Texte extrait -
Le risque de défaut d’origine politique constitue toutefois le seul sujet de préoccupation potentiel en cas d’instances divisées. Lorsque les périodes d’impasse politique n’ont pas permis de relever le plafond de la dette américaine, la fermeture partielle des services publics (shutdown) et le non-paiement potentiel des intérêts de la dette nationale ont parfois pu se révéler préoccupants. A chaque occurrence de ce scénario depuis le milieu des années 1990, ces quasi-défauts (y compris les dégradations de la dette américaine par les agences de notation) se sont produits avec un démocrate à la Maison Blanche et une majorité républicaine à la Chambre des représentants. Jusqu'à présent, les démocrates n’ont pas adopté de tactiques de négociation politique similaires lorsqu'ils contrôlaient la Chambre des représentants sous un président républicain. Par conséquent, le risque de défaut serait plus élevé avec des instances divisées et Kamala Harris au poste de présidente.
Conséquences d’un gouvernement divisé sur les marchés
Le principal moteur des performances des bons du Trésor américain et la trajectoire globale des taux d'intérêt seront déterminés par le cycle économique (croissance et inflation) et la politique de la Réserve fédérale (Fed), et non par la politique budgétaire ou la prime de risque des émissions souveraines. Quelle que soit la légitimité des préoccupations à long terme concernant les trajectoires du déficit public et de la dette fédérale américaine, rien n'indique que le volume actuel de la dette, ou même sa croissance prévue, a ou aura bientôt une incidence significative à court ou moyen terme sur le niveau ou l’orientation du marché des bons du Trésor américain.
Sur les marchés actions, les valorisations et les bénéfices déterminent les performances boursières. L'augmentation du taux d’imposition des sociétés (Kamala Harris est favorable à une augmentation de 21 % à 28 %) réduirait les bénéfices après impôt des entreprises, mais si elle devient présidente, elle pourrait avoir du mal à promulguer la moindre augmentation si les républicains contrôlent le Sénat.

Exercice -
Reprenez le texte sur le gouvernement divisé de « Conséquences d’un gouvernement » à « du Trésor américain. », en remplaçant « Réserve fédérale » par « banque centrale ». Les lignes ci-après forment un matériau indépendant du texte sur le gouvernement divisé.

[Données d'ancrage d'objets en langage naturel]
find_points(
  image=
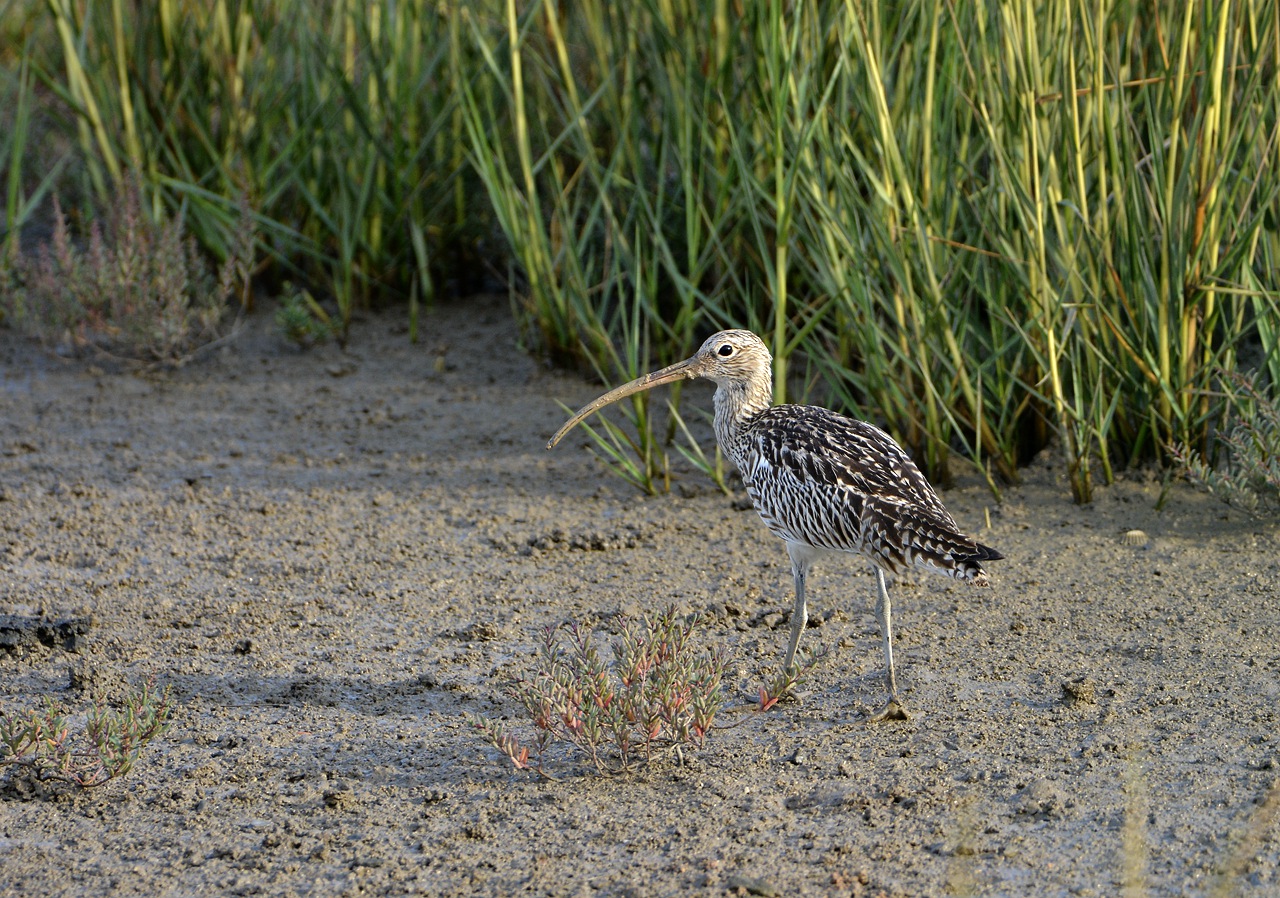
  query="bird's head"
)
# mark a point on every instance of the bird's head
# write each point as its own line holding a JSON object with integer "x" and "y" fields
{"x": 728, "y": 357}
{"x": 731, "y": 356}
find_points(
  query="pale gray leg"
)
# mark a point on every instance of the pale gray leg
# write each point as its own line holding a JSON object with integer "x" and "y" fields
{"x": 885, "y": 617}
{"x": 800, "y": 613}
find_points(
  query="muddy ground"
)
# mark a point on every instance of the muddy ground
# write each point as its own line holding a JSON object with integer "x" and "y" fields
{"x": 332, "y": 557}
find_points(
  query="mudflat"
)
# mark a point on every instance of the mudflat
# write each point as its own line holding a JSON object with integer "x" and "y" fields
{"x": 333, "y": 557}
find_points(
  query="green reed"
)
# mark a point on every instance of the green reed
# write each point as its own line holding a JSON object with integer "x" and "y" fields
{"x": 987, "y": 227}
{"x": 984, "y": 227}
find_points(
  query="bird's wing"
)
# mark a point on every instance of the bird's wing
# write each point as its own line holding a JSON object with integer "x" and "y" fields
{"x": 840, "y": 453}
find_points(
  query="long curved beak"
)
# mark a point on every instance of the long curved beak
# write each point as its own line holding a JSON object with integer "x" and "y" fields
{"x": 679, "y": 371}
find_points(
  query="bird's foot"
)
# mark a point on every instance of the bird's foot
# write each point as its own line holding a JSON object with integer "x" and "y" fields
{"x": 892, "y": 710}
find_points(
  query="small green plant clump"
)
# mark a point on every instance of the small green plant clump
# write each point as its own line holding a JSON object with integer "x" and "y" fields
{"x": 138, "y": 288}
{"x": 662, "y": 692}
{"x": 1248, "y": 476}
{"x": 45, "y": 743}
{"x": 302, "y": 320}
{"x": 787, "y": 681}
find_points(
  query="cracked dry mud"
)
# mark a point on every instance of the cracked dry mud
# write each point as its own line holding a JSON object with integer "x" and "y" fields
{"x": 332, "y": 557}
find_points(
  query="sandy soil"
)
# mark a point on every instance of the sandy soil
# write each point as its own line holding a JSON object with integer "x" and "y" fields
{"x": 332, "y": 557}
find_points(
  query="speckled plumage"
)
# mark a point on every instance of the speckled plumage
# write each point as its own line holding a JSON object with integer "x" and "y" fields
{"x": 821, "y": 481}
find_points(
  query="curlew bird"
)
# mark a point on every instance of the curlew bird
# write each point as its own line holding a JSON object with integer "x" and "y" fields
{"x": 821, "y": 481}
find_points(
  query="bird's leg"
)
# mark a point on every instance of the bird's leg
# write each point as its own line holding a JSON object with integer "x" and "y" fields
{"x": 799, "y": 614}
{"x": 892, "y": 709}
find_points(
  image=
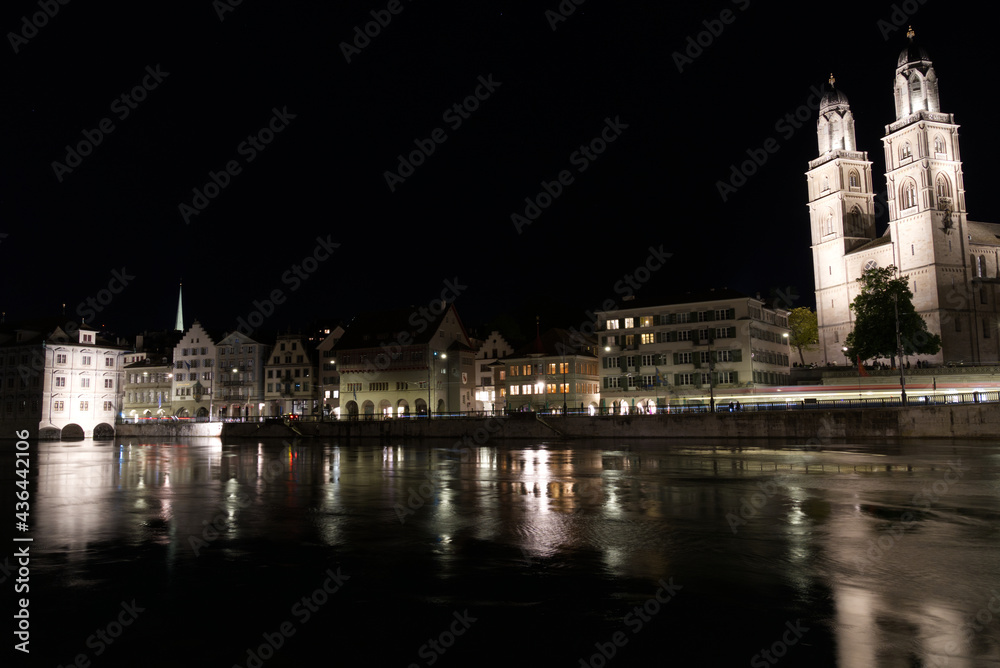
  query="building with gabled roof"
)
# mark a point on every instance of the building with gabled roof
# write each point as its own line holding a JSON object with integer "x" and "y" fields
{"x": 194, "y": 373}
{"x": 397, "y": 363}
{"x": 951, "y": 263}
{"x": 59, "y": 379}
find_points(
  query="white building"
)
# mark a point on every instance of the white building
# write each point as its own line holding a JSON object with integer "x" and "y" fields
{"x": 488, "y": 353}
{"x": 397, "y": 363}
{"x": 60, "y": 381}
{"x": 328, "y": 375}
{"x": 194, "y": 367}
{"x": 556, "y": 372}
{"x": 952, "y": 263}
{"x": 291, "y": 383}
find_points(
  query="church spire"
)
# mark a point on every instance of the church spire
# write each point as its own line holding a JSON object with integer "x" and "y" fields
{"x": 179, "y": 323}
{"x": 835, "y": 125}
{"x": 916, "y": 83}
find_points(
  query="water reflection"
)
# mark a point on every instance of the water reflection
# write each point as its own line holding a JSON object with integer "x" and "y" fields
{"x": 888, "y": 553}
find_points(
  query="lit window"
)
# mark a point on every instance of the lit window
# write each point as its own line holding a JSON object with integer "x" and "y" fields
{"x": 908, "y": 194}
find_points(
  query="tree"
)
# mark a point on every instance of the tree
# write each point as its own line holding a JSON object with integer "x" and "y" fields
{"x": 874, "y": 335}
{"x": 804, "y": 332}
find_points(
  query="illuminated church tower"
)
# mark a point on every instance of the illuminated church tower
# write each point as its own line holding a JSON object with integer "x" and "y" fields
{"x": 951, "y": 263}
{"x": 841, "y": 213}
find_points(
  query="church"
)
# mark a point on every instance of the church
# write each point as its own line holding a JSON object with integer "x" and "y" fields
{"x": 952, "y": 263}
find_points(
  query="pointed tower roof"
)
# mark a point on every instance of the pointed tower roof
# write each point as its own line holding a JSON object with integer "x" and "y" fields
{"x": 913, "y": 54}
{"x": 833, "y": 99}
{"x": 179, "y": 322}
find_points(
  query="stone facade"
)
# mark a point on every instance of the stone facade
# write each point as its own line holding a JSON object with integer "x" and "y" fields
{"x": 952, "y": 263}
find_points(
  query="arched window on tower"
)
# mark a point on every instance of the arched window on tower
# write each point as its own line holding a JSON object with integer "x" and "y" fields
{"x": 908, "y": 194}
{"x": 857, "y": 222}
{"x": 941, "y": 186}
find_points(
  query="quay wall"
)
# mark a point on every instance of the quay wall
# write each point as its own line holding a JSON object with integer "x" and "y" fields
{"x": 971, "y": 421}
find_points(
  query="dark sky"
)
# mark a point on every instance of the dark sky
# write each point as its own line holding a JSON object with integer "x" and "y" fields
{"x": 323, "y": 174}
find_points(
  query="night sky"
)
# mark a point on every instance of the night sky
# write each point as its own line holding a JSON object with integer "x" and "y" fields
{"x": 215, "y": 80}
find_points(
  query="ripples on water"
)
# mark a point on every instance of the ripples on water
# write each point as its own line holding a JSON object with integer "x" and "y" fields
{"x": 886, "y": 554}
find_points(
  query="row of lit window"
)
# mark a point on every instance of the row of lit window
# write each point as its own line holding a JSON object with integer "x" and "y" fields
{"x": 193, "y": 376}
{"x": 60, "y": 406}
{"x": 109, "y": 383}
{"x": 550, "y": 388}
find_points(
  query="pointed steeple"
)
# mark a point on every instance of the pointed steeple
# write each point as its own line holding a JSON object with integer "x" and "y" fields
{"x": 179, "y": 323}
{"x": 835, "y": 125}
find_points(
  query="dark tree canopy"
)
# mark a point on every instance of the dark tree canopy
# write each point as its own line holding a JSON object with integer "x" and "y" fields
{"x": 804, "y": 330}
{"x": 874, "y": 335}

Votre réponse -
Conséquences d’un gouvernement divisé sur les marchés
Le principal moteur des performances des bons du Trésor américain et la trajectoire globale des taux d'intérêt seront déterminés par le cycle économique (croissance et inflation) et la politique de la banque centrale (Fed), et non par la politique budgétaire ou la prime de risque des émissions souveraines. Quelle que soit la légitimité des préoccupations à long terme concernant les trajectoires du déficit public et de la dette fédérale américaine, rien n'indique que le volume actuel de la dette, ou même sa croissance prévue, a ou aura bientôt une incidence significative à court ou moyen terme sur le niveau ou l’orientation du marché des bons du Trésor américain.